#### [TO BE DONE]
Please count the lines in the data below that contain the word "girl" and reply with that number alone.

#### [INFORMATION SUPPLIED]
------------------------------------------------------------
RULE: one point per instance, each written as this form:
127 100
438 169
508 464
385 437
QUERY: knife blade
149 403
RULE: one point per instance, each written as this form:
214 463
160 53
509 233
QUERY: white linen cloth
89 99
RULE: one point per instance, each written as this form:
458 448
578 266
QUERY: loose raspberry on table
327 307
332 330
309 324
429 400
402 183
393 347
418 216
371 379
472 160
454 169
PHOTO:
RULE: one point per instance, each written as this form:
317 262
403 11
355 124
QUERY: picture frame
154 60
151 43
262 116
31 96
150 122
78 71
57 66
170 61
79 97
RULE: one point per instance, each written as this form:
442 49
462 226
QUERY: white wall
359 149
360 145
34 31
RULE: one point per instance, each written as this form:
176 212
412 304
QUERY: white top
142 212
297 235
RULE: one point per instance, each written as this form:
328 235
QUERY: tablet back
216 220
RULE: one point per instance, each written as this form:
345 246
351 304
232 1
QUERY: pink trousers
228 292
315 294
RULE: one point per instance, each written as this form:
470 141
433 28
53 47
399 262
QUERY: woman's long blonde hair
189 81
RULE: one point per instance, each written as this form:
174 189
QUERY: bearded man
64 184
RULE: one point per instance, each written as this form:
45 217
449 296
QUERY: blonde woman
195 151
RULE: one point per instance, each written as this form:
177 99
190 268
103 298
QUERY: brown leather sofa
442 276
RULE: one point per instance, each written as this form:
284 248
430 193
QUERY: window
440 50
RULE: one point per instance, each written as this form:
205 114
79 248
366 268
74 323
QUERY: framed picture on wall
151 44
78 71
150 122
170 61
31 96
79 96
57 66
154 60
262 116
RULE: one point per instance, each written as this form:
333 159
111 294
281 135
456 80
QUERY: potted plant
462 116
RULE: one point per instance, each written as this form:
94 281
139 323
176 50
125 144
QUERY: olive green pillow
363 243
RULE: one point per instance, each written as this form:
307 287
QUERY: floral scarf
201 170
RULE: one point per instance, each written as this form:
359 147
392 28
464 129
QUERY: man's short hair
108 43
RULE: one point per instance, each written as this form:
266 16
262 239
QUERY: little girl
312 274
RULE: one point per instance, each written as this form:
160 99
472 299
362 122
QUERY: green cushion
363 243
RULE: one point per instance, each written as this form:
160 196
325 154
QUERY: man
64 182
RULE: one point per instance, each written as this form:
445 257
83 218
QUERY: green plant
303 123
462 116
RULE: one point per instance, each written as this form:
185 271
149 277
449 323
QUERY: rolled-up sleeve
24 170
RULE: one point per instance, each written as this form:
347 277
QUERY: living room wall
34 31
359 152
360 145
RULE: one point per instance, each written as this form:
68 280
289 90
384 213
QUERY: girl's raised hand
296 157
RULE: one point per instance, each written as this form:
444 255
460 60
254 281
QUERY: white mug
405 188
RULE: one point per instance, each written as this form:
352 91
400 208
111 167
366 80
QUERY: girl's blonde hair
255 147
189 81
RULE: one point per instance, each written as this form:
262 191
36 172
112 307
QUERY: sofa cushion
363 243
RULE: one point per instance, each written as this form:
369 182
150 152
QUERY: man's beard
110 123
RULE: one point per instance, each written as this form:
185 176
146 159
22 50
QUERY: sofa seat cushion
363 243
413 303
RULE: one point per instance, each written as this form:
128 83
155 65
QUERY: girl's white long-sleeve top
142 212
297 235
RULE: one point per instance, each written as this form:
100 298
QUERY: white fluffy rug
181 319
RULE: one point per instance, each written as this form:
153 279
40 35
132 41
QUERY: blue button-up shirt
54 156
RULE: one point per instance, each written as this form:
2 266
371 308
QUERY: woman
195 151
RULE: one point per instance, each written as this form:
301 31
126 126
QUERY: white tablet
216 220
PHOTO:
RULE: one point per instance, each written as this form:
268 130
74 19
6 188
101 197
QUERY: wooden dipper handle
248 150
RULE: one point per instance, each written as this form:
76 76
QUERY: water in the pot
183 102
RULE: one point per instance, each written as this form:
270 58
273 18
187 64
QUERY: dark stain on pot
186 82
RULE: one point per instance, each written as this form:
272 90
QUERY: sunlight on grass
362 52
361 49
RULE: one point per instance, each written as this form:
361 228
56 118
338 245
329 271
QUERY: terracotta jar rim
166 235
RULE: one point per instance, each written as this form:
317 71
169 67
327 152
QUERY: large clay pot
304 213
------------------------------------------------------------
#### [PROBLEM SOLUTION]
4